## Problem statement
Start at the line with "positive clicks: (40, 31) (41, 24)" in the records below, stop at the line with "positive clicks: (8, 21)", and return every line in that span exactly, the two end lines included.

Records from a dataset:
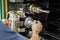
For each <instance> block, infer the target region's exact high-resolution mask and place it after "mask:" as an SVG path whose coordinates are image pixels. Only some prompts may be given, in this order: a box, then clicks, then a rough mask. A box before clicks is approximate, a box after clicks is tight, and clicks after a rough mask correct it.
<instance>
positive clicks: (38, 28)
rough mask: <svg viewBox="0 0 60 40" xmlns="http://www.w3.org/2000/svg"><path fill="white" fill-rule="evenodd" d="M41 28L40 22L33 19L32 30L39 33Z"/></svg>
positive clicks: (40, 31) (41, 24)
mask: <svg viewBox="0 0 60 40" xmlns="http://www.w3.org/2000/svg"><path fill="white" fill-rule="evenodd" d="M41 30H42V24H41V23H40V22H39V21H36V20H35V21H34V22H33V25H32V32H35V33H37V34H39V33H40V32H41Z"/></svg>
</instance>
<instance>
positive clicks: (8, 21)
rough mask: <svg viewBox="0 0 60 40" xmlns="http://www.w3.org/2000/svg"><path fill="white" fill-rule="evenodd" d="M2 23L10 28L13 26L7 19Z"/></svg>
mask: <svg viewBox="0 0 60 40" xmlns="http://www.w3.org/2000/svg"><path fill="white" fill-rule="evenodd" d="M2 22H3V23H4V24H6V25H7V26H9V27H10V25H11V24H10V23H9V21H8V20H7V19H2Z"/></svg>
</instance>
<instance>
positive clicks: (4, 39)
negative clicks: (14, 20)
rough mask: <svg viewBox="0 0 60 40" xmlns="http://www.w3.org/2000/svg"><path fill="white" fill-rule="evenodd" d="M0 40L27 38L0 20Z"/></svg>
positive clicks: (16, 39)
mask: <svg viewBox="0 0 60 40" xmlns="http://www.w3.org/2000/svg"><path fill="white" fill-rule="evenodd" d="M0 40H27V38H25V37H23V36H22V35H20V34H18V33H16V32H14V31H13V30H11V29H10V28H9V27H8V26H7V25H5V24H3V23H2V22H1V21H0Z"/></svg>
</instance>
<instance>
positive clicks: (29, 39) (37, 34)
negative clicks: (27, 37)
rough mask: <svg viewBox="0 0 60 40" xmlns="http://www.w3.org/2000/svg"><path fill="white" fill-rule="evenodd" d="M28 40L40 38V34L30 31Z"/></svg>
mask: <svg viewBox="0 0 60 40" xmlns="http://www.w3.org/2000/svg"><path fill="white" fill-rule="evenodd" d="M29 40H40V36H39V34H38V33H35V32H34V33H32V37H31V38H30V39H29Z"/></svg>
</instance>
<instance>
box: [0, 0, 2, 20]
mask: <svg viewBox="0 0 60 40" xmlns="http://www.w3.org/2000/svg"><path fill="white" fill-rule="evenodd" d="M1 19H2V0H0V20H1Z"/></svg>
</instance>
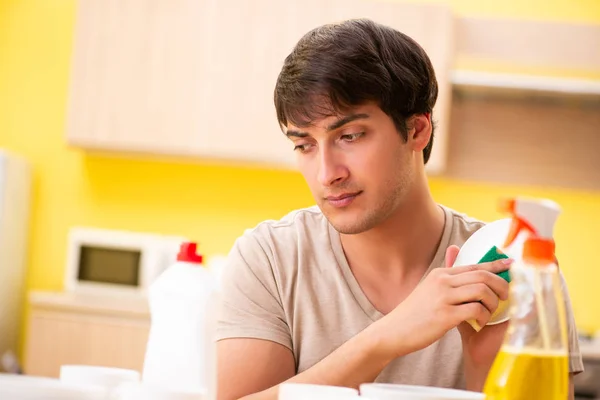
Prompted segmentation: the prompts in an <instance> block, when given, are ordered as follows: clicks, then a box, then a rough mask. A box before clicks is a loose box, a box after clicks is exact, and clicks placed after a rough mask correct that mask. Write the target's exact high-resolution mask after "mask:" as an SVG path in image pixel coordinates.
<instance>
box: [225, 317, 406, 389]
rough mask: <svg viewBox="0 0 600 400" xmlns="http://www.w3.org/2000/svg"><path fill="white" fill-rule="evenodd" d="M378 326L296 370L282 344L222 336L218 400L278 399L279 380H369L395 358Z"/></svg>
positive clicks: (283, 380) (348, 381)
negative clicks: (319, 357)
mask: <svg viewBox="0 0 600 400" xmlns="http://www.w3.org/2000/svg"><path fill="white" fill-rule="evenodd" d="M380 325H382V324H381V322H375V323H374V324H372V325H370V326H369V327H367V328H366V329H365V330H364V331H363V332H361V333H359V334H358V335H356V336H355V337H353V338H352V339H350V340H349V341H348V342H346V343H345V344H343V345H342V346H340V347H339V348H338V349H337V350H335V351H334V352H333V353H331V354H330V355H329V356H328V357H326V358H325V359H323V360H322V361H320V362H319V363H317V364H316V365H314V366H313V367H312V368H310V369H308V370H306V371H304V372H302V373H300V374H298V375H295V369H296V367H295V361H294V356H293V354H292V352H291V351H290V350H289V349H288V348H286V347H285V346H282V345H280V344H278V343H274V342H269V341H264V340H259V339H241V338H240V339H227V340H223V341H220V342H219V343H218V345H217V346H218V347H217V349H218V350H217V351H218V355H219V359H218V368H219V369H218V377H219V378H218V379H219V383H218V388H219V390H218V394H219V395H218V400H233V399H239V398H243V399H244V400H271V399H272V400H276V399H277V394H278V389H279V388H278V385H279V384H280V383H282V382H285V381H288V382H299V383H314V384H326V385H336V386H346V387H354V388H358V387H359V385H360V384H361V383H364V382H371V381H373V380H374V379H375V378H376V377H377V375H379V373H380V372H381V371H382V370H383V368H385V366H386V365H387V364H388V363H389V362H390V361H392V359H393V358H394V356H393V355H392V354H390V353H389V352H387V351H385V350H384V351H382V350H383V349H384V347H383V346H382V343H381V340H382V339H381V333H380V332H381V328H382V326H380ZM406 352H408V350H406ZM249 393H253V394H250V395H248V394H249ZM245 395H247V396H245ZM244 396H245V397H244Z"/></svg>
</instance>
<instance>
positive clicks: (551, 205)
mask: <svg viewBox="0 0 600 400" xmlns="http://www.w3.org/2000/svg"><path fill="white" fill-rule="evenodd" d="M505 208H506V211H508V212H510V213H511V214H512V215H513V221H512V226H511V230H510V232H509V235H508V237H507V239H506V243H505V246H504V247H505V248H507V247H508V246H510V245H511V244H512V243H513V242H514V241H515V239H516V238H517V236H519V235H521V234H523V235H527V237H526V238H525V240H524V241H522V249H519V253H520V254H522V257H515V262H514V263H513V264H512V266H511V269H510V274H511V283H510V311H509V316H510V322H509V326H508V329H507V333H506V336H505V339H504V342H503V345H502V348H501V349H500V352H499V353H498V355H497V357H496V359H495V361H494V364H493V365H492V368H491V370H490V373H489V375H488V377H487V380H486V383H485V386H484V389H483V392H484V393H485V395H486V400H567V399H568V388H569V363H568V354H569V352H568V341H567V324H566V315H565V305H564V304H565V303H564V299H563V294H562V293H563V292H562V290H561V279H560V275H559V271H558V266H557V264H556V261H555V260H556V259H555V257H554V248H555V245H554V240H553V239H552V237H553V230H554V224H555V222H556V219H557V217H558V215H559V214H560V208H559V206H558V205H557V204H556V203H554V202H551V201H548V200H529V199H514V200H510V201H508V202H507V203H506V204H505ZM511 252H512V253H513V254H516V252H515V250H514V249H512V251H511Z"/></svg>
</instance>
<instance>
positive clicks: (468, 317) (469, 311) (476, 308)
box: [456, 302, 492, 326]
mask: <svg viewBox="0 0 600 400" xmlns="http://www.w3.org/2000/svg"><path fill="white" fill-rule="evenodd" d="M456 312H457V313H458V318H460V320H461V321H470V320H475V321H477V323H478V324H479V326H486V325H487V323H488V322H489V320H490V318H491V316H492V314H491V313H490V311H489V310H488V309H487V308H486V307H485V306H484V305H483V304H482V303H479V302H477V303H465V304H462V305H460V306H458V307H457V309H456Z"/></svg>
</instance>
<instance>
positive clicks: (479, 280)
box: [449, 269, 509, 300]
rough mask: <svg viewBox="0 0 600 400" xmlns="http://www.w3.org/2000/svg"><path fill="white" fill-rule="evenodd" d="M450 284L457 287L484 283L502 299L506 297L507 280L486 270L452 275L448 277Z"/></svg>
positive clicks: (507, 283) (506, 290) (481, 283)
mask: <svg viewBox="0 0 600 400" xmlns="http://www.w3.org/2000/svg"><path fill="white" fill-rule="evenodd" d="M449 283H450V286H452V287H455V288H459V287H461V286H467V285H474V284H479V283H481V284H485V285H486V286H488V287H489V288H490V289H491V290H492V291H493V292H494V293H495V294H496V296H498V297H499V298H500V299H502V300H507V299H508V290H509V287H508V282H506V281H505V280H504V279H503V278H501V277H500V276H498V275H496V274H494V273H492V272H490V271H486V270H482V269H480V270H475V271H471V272H465V273H462V274H458V275H452V276H451V277H450V279H449Z"/></svg>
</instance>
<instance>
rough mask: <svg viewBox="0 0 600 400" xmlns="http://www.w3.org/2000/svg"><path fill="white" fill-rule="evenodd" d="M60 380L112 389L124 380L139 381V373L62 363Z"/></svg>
mask: <svg viewBox="0 0 600 400" xmlns="http://www.w3.org/2000/svg"><path fill="white" fill-rule="evenodd" d="M59 379H60V380H61V381H62V382H66V383H74V384H81V385H96V386H102V387H104V388H107V389H113V388H116V387H117V386H119V385H121V384H123V383H125V382H139V380H140V373H139V372H138V371H135V370H131V369H123V368H111V367H102V366H93V365H63V366H61V367H60V378H59Z"/></svg>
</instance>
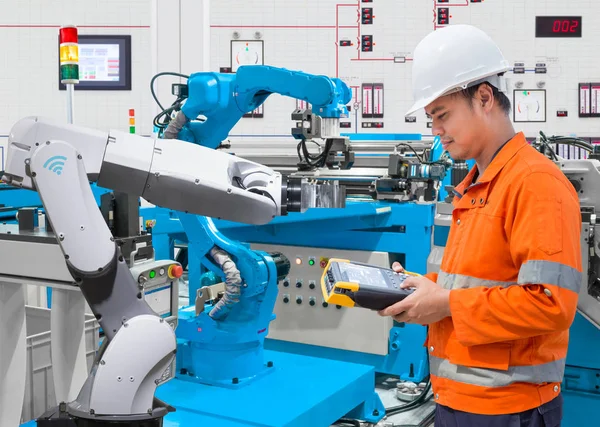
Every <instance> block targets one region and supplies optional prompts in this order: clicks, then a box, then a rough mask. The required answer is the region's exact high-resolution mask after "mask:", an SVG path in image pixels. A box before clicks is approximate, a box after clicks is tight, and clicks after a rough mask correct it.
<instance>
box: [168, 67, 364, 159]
mask: <svg viewBox="0 0 600 427" xmlns="http://www.w3.org/2000/svg"><path fill="white" fill-rule="evenodd" d="M273 93H278V94H281V95H284V96H289V97H292V98H296V99H301V100H304V101H307V102H309V103H311V104H312V106H313V108H312V110H313V113H315V114H317V115H318V116H320V117H321V118H323V119H332V120H331V122H324V123H323V125H324V129H323V130H321V129H319V132H318V134H319V135H321V136H322V137H323V138H326V137H336V136H338V134H335V132H336V131H337V130H338V129H339V123H338V120H339V118H340V117H345V116H347V115H348V109H347V107H346V105H347V104H348V103H349V102H350V100H351V99H352V93H351V91H350V88H348V86H347V85H346V84H345V83H344V82H342V81H341V80H340V79H337V78H329V77H326V76H316V75H311V74H307V73H303V72H301V71H290V70H286V69H283V68H275V67H270V66H263V65H253V66H242V67H240V68H238V70H237V73H236V74H223V73H210V72H202V73H195V74H192V75H191V76H190V77H189V80H188V84H187V100H186V102H185V104H184V105H183V107H182V108H181V111H180V113H178V115H177V117H176V118H175V119H174V121H172V122H171V123H172V126H171V125H170V126H169V128H167V131H166V132H165V134H166V135H167V136H166V137H167V138H177V139H181V140H184V141H189V142H193V143H196V144H200V145H204V146H206V147H210V148H217V147H218V146H219V144H220V143H221V142H222V141H223V140H225V139H226V138H227V136H228V134H229V132H230V130H231V129H232V128H233V127H234V126H235V124H236V123H237V122H238V121H239V120H240V119H241V118H242V117H243V115H244V114H246V113H249V112H251V111H253V110H255V109H256V108H257V107H259V106H260V105H261V104H262V103H263V102H265V100H266V99H267V98H268V97H269V95H271V94H273ZM199 117H203V118H204V120H197V119H198V118H199ZM332 122H333V123H332ZM325 126H326V127H325ZM332 133H333V134H332Z"/></svg>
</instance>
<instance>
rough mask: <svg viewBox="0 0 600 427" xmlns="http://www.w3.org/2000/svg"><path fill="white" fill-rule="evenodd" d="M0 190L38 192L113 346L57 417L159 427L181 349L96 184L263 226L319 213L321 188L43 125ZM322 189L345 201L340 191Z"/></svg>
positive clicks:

## Expected answer
positive clicks: (40, 31) (41, 24)
mask: <svg viewBox="0 0 60 40" xmlns="http://www.w3.org/2000/svg"><path fill="white" fill-rule="evenodd" d="M41 30H42V24H41V23H40V22H39V21H36V20H35V21H34V22H33V25H32V32H35V33H37V34H39V33H40V32H41Z"/></svg>
</instance>
<instance>
positive clicks: (8, 21)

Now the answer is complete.